• _REQUIRED ACTIONS_
1. From the piece about Dr. Altamimi, copy the passage starting with "Sarah Altamimi always" and going on through "said Dr. Altamimi.".
2. In the piece about Dr. Altamimi, list every group she is said to have worked closely with.
3. Continue the piece about Dr. Altamimi from where it stops.

##### GIVEN TEXT #####

Sarah Altamimi always knew she wanted to be a doctor – more specifically, an infectious disease physician - but she never imagined she would encounter a pandemic during her career.
“I was asked to work in SIH System Incident Command as a medical technical specialist during the initial response to the COVID-19 pandemic in mid-March. While I didn’t know what to expect at first, my additional training in hospital epidemiology and infection prevention helped me navigate these unprecedented times,” said Dr. Altamimi.
Dr. Altamimi’s hands-on guidance played a pivotal role towards integrating medications critical in the fight against COVID-19, specifically Remdesivir and convalescent plasma. She worked closely not only with SIH leadership but also hospitalists, pulmonologists and other critical care specialists to help determine when those therapies were best indicated for each patient. Now months into the pandemic, her colleagues continue to rely on her expertise. Today, Dr. Altamimi credits the crisis for shaping her to conquer future challenges.

##### PROVIDED MATERIAL #####

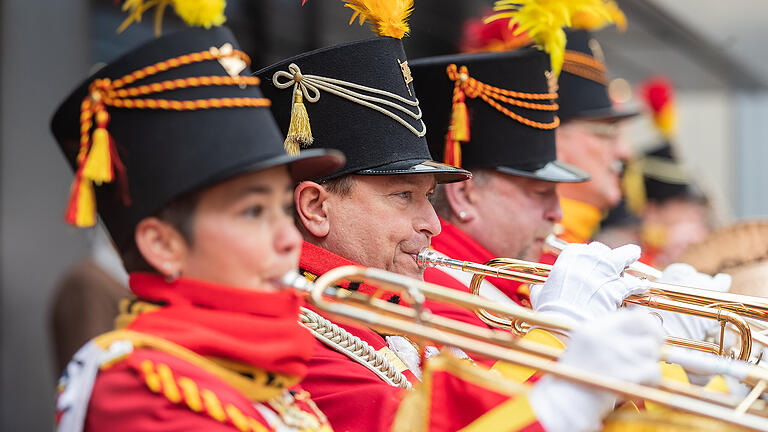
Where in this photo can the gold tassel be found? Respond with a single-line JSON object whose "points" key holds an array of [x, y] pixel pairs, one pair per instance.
{"points": [[98, 165], [299, 131]]}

#####

• _OUTPUTS IN ORDER_
1.
Sarah Altamimi always knew she wanted to be a doctor – more specifically, an infectious disease physician - but she never imagined she would encounter a pandemic during her career.
“I was asked to work in SIH System Incident Command as a medical technical specialist during the initial response to the COVID-19 pandemic in mid-March. While I didn’t know what to expect at first, my additional training in hospital epidemiology and infection prevention helped me navigate these unprecedented times,” said Dr. Altamimi.

2.
- SIH leadership
- hospitalists
- pulmonologists
- other critical care specialists

3.
“No one had been fully prepared for a global pandemic, but the great training and social support from family and friends as well as the support from our leaders helped me accomplish my mission in helping others,” reflected Dr. Altamimi.
Early years and family
Dr. Altamimi was born and raised in the eastern province of Saudi Arabia. She spent part of her childhood in Houston, Texas, where she received her early education.
“I have five brothers and sisters, the majority of whom live overseas. I also have an adorable orange tabby cat named Sugar who I rescued in 2014 when I was an infectious disease fellow in Massachusetts.”
From a young age, she wanted to become a physician and never considered another career path.
“I wanted to use my love for science and desire to help others in a meaningful way. I specifically chose infectious diseases because of the intellectually challenging nature of the specialty. Infectious disease physicians conduct ‘detective work’ needed to diagnose mysterious cases. I like that each patient is unique and has their own story to tell. In this medical specialty, we see a large variety of disease; you will never get bored. The joyful feeling you get from successfully diagnosing and treating a complex patient is like no other.”
Her biggest motivator? Her mother.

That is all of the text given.